═══ Given records

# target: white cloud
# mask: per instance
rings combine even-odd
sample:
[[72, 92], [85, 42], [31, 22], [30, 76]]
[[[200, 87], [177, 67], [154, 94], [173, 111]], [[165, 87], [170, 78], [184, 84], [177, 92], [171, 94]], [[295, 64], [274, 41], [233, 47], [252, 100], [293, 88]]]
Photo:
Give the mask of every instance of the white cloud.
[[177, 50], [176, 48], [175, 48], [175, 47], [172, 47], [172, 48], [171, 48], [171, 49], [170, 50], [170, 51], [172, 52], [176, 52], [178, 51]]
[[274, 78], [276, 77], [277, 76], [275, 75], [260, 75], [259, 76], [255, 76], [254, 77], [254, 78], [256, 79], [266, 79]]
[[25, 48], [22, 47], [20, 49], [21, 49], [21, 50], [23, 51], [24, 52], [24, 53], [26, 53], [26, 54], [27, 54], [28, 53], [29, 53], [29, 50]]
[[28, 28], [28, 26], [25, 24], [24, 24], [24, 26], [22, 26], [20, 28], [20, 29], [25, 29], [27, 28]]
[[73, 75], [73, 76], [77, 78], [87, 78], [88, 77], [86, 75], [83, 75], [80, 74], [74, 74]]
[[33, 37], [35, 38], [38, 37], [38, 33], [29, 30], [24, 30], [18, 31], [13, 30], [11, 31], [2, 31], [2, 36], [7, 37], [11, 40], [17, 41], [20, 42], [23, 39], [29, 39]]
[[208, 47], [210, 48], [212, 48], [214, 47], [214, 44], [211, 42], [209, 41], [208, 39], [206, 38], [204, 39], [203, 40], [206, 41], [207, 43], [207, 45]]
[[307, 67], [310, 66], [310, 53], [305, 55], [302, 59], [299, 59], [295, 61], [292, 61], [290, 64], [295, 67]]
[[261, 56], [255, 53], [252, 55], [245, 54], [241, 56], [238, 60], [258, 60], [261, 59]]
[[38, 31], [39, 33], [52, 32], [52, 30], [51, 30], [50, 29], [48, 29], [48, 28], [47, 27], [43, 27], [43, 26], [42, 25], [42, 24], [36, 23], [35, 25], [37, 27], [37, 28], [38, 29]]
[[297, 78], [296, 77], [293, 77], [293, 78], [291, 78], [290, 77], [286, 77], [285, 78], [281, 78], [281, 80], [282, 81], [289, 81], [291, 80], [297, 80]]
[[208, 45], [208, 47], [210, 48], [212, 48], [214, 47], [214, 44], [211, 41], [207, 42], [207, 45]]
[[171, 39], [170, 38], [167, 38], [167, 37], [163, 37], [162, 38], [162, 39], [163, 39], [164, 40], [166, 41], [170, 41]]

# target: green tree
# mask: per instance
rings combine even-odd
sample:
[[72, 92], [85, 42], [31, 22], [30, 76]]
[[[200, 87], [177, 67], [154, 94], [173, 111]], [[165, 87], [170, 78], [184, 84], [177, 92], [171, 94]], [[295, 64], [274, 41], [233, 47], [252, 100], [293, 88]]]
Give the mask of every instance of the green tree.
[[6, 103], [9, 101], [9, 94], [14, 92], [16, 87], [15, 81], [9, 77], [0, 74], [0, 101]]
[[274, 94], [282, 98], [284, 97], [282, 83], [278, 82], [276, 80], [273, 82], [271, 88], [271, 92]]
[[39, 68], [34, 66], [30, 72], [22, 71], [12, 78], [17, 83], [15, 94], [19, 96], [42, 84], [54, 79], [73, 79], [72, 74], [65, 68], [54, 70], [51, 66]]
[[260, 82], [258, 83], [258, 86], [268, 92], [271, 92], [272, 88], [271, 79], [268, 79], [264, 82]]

══════

*Written exercise*: Rewrite every line of the entries above as a single numbered list, omitting blank lines.

*Reply to the exercise*:
1. # target: white cloud
2. # mask: per instance
3. rings combine even-odd
4. sample:
5. [[72, 92], [85, 42], [31, 22], [30, 76]]
6. [[[200, 87], [177, 67], [154, 94], [173, 111]], [[165, 87], [170, 78], [184, 84], [177, 92], [171, 94]], [[295, 64], [274, 41], [233, 47], [252, 100], [293, 88]]]
7. Photo:
8. Give the mask of every instance of the white cloud.
9. [[177, 50], [176, 48], [175, 48], [175, 47], [172, 47], [172, 48], [171, 48], [171, 49], [170, 50], [170, 51], [172, 52], [176, 52], [178, 51]]
10. [[274, 78], [276, 77], [277, 76], [275, 75], [260, 75], [259, 76], [255, 76], [254, 77], [254, 78], [256, 79], [266, 79]]
11. [[25, 48], [22, 47], [20, 49], [21, 49], [21, 50], [23, 51], [24, 52], [24, 53], [26, 53], [26, 54], [27, 54], [28, 53], [29, 53], [29, 50]]
12. [[28, 28], [28, 26], [25, 24], [24, 24], [24, 26], [22, 26], [20, 28], [20, 29], [25, 29], [27, 28]]
13. [[73, 75], [73, 76], [77, 78], [87, 78], [88, 77], [86, 75], [83, 75], [80, 74], [74, 74]]
14. [[33, 37], [35, 38], [38, 37], [38, 33], [29, 30], [24, 30], [18, 31], [13, 30], [11, 31], [2, 31], [2, 36], [7, 37], [11, 40], [17, 41], [20, 42], [23, 39], [29, 39]]
15. [[208, 47], [210, 48], [212, 48], [214, 47], [214, 44], [211, 42], [209, 41], [208, 39], [206, 38], [204, 39], [203, 40], [206, 41], [207, 43], [207, 45]]
16. [[307, 67], [310, 66], [310, 53], [305, 55], [302, 59], [299, 59], [295, 61], [292, 61], [290, 64], [295, 67]]
17. [[261, 56], [255, 53], [252, 55], [245, 54], [241, 56], [238, 60], [258, 60], [261, 59]]
18. [[38, 31], [39, 33], [52, 32], [52, 30], [51, 30], [50, 29], [48, 29], [48, 28], [47, 27], [43, 27], [43, 26], [42, 25], [42, 24], [36, 23], [35, 25], [37, 27], [37, 28], [38, 29]]
19. [[297, 78], [296, 77], [293, 77], [293, 78], [291, 78], [290, 77], [286, 77], [285, 78], [281, 78], [281, 80], [282, 81], [289, 81], [291, 80], [297, 80]]
20. [[208, 45], [208, 47], [210, 48], [212, 48], [214, 47], [214, 44], [211, 41], [207, 42], [207, 45]]
21. [[171, 39], [170, 38], [167, 38], [167, 37], [163, 37], [162, 38], [162, 39], [163, 39], [164, 40], [166, 41], [170, 41]]
22. # target: green tree
23. # mask: per instance
24. rings combine even-odd
25. sample:
26. [[72, 92], [85, 42], [31, 22], [30, 76]]
27. [[[200, 87], [177, 67], [154, 94], [173, 111]], [[165, 87], [170, 78], [184, 84], [177, 92], [171, 94]], [[295, 64], [274, 41], [233, 47], [252, 100], [293, 88]]]
28. Give the mask of every instance of the green tree.
29. [[6, 103], [9, 101], [9, 94], [14, 92], [16, 87], [15, 81], [9, 77], [0, 74], [0, 101]]
30. [[274, 94], [282, 98], [284, 97], [282, 83], [278, 82], [276, 80], [273, 82], [271, 88], [271, 92]]
31. [[39, 68], [34, 66], [30, 72], [22, 71], [12, 78], [17, 83], [15, 94], [19, 96], [42, 84], [54, 79], [73, 79], [72, 74], [65, 68], [54, 70], [51, 66]]
32. [[260, 82], [258, 83], [258, 86], [268, 92], [271, 92], [272, 88], [271, 79], [268, 79], [264, 82]]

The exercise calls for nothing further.